— Directions —
Please rewrite all the data below with "Object" substituted for every "Target", leaving everything else unchanged. Leave the pictures out of your answer.

— Data supplied —
-.-.-
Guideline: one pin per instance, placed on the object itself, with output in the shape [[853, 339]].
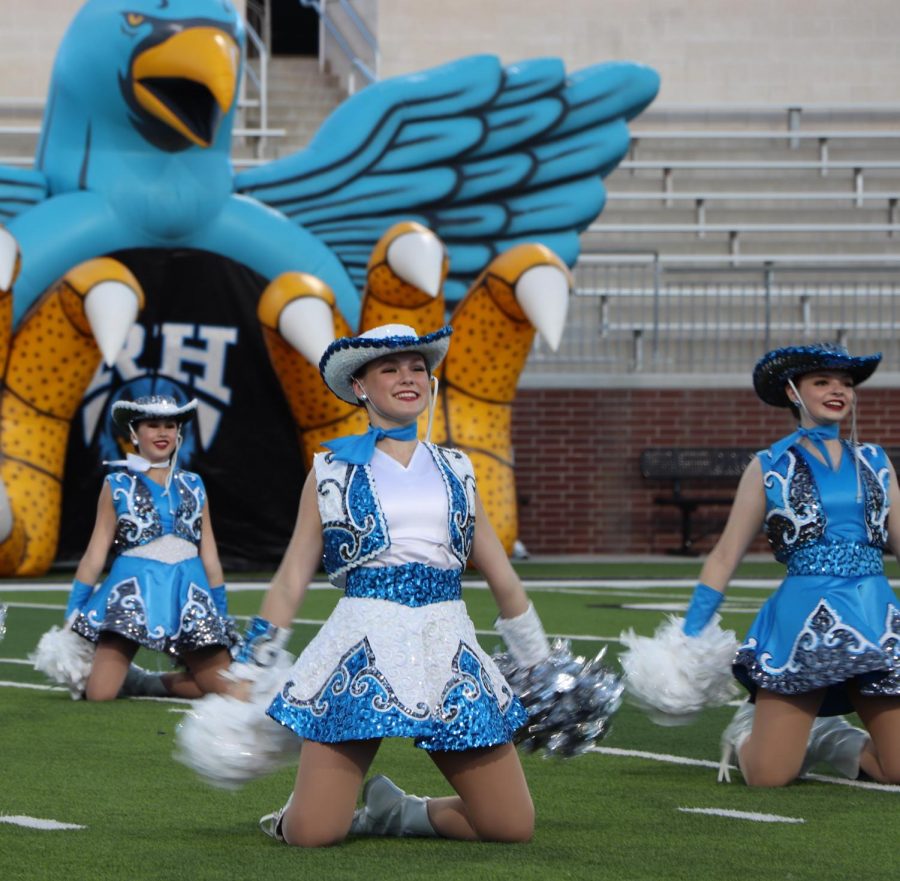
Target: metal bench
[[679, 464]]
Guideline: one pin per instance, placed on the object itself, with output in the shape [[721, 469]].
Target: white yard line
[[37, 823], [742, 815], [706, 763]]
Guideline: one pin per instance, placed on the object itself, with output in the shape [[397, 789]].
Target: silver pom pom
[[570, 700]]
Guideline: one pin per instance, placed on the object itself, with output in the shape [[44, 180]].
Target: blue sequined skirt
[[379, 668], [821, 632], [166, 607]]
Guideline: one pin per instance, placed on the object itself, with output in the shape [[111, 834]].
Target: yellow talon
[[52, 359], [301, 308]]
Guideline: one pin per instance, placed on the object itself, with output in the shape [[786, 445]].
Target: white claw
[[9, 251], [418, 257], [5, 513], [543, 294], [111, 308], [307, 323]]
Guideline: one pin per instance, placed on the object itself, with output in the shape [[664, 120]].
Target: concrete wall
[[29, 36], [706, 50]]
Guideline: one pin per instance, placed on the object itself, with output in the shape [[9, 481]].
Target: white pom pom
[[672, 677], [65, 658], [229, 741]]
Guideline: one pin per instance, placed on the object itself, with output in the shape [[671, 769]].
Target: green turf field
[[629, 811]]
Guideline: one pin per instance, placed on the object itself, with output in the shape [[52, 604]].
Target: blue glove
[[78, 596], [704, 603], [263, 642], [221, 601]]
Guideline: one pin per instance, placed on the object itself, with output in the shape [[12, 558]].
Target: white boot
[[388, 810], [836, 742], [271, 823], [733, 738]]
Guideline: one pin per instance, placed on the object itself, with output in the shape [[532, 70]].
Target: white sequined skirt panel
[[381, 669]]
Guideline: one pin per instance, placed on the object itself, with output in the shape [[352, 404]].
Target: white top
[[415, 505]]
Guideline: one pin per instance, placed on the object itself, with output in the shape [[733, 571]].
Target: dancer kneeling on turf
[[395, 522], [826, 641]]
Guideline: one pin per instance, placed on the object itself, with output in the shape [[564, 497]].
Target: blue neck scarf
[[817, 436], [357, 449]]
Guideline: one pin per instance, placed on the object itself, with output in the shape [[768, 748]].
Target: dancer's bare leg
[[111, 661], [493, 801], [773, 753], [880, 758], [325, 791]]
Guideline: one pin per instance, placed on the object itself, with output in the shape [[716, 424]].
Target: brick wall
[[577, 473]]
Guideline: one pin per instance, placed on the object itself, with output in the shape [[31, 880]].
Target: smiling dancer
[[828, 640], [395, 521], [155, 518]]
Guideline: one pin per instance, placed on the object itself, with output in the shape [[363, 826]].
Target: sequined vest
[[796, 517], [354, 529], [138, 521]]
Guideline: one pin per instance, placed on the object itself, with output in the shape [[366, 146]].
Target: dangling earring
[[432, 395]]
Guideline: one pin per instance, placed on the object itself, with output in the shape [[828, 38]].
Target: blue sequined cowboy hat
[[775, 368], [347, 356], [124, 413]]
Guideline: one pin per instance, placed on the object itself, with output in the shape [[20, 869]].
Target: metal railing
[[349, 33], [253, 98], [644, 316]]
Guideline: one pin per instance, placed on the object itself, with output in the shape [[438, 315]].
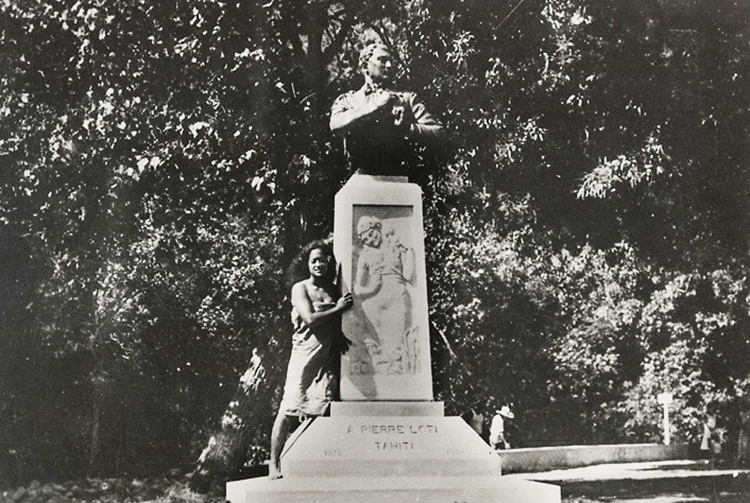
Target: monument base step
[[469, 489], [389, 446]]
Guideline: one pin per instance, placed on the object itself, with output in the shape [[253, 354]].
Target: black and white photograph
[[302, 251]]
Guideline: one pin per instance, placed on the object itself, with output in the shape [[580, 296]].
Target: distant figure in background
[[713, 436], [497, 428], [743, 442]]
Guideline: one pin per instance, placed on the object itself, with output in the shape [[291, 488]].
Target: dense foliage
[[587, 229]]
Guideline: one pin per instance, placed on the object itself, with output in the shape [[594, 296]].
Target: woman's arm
-.-.-
— Solution to this exercise —
Guideline: one pin per instance, placed on the object itself, with output in the shape [[853, 339]].
Object: metal bench
[[679, 464]]
Guideline: one pin per instance, placed on the object itself, with output in the shape [[721, 469]].
Object: white yard line
[[37, 823], [742, 815], [706, 763]]
Guideline: one pin per instance, placed on the object itself, with output in the shape [[397, 789]].
Object: silver pom pom
[[570, 700]]
Guideline: one pin per instance, placed on the object itself, with output in the shape [[44, 180]].
Object: blue sequined skirt
[[379, 668], [821, 632], [166, 607]]
Guideline: one pin per instance, placed on the object itself, with output in the shape [[111, 834]].
Object: yellow talon
[[52, 359], [301, 308]]
Guideline: one pin per instance, placed on the object itself, with output in the shape [[786, 445]].
Object: white claw
[[9, 251], [418, 257], [5, 513], [543, 294], [111, 308], [307, 323]]
Guideline: one pin per instance, placed on the object itself, with output in the shape [[664, 120]].
Object: concrete wall
[[29, 36], [706, 50]]
Guideline: one pin per instance, placed on the object itself, with output in the shape [[9, 481]].
Object: white pom pom
[[672, 677], [65, 658], [229, 741]]
Guideline: one pin per instance, placed on the object itself, with output in the shape [[671, 769]].
Object: green turf field
[[629, 811]]
Guideline: one pin per instance, placed on the object itself, with output in the shape [[52, 604]].
Object: blue glove
[[78, 596], [704, 603], [263, 642], [221, 601]]
Guideline: one pin per instance, placed on the object itself, with output in the shape [[12, 558]].
Object: white boot
[[388, 810], [836, 742], [271, 823], [733, 738]]
Guideline: one pin per instance, placed on the object itself, with output in the shape [[532, 70]].
Object: white sequined skirt panel
[[381, 669]]
Guideline: one pin per instance, placed on the object itself, with output in the shape [[352, 404]].
Object: white top
[[415, 505]]
Guideline: one pin per instance, placed on the object itself, with output in the shape [[733, 571]].
Object: dancer kneeling on turf
[[395, 522], [826, 641]]
Guideline: one pin per instance, placed on the object itself, with output in the shape [[564, 497]].
Object: blue neck scarf
[[817, 436], [357, 449]]
Guideline: one pin per instance, placed on the object itself, with output in the shape [[768, 748]].
Object: dancer's bare leg
[[111, 661], [493, 801], [773, 753], [880, 758], [325, 791]]
Guideline: one pin per instance, placed on the object itself, with output in the shape [[716, 424]].
Object: brick wall
[[577, 473]]
Guideline: one pin per instance, placed on the object itself, with output in the shape [[31, 880]].
Object: smiling dancer
[[828, 640], [395, 521], [155, 518]]
Guideline: one pin per instance, placed on the object itself, with output in the shape [[363, 826]].
Object: sequined vest
[[796, 517], [354, 529], [138, 521]]
Guideline: one pin per instance, placed on the object itself, with output in the shape [[366, 146]].
Object: dangling earring
[[432, 395]]
Guideline: one pin per instance, placed on the object itself, with output in the shape [[828, 38]].
Object: blue sequined cowboy hat
[[775, 368], [347, 356], [124, 413]]
Guideline: one pin per instance, placed on the object itself, with output in the shape [[20, 869]].
Object: metal railing
[[349, 33], [253, 98], [644, 316]]
Guideline: one pin per instance, placed on the object itself, with output in the shape [[438, 315]].
Object: monument base step
[[469, 489], [389, 446]]
Guideline: one pin per instance, placed on the object itself, with output in the shape [[253, 354]].
Object: black and white photograph
[[302, 251]]
Guideline: one pin per instance, placed on the object itself, with output in the shape [[580, 296]].
Object: distant figure in background
[[713, 436], [497, 428], [743, 442]]
Guideline: one pin per instance, placed on the object itself, with output in the shape [[291, 488]].
Object: dense foliage
[[587, 229]]
Guideline: one pin per instance, placed on the object itself, with output in the shape [[594, 296]].
Object: woman's arm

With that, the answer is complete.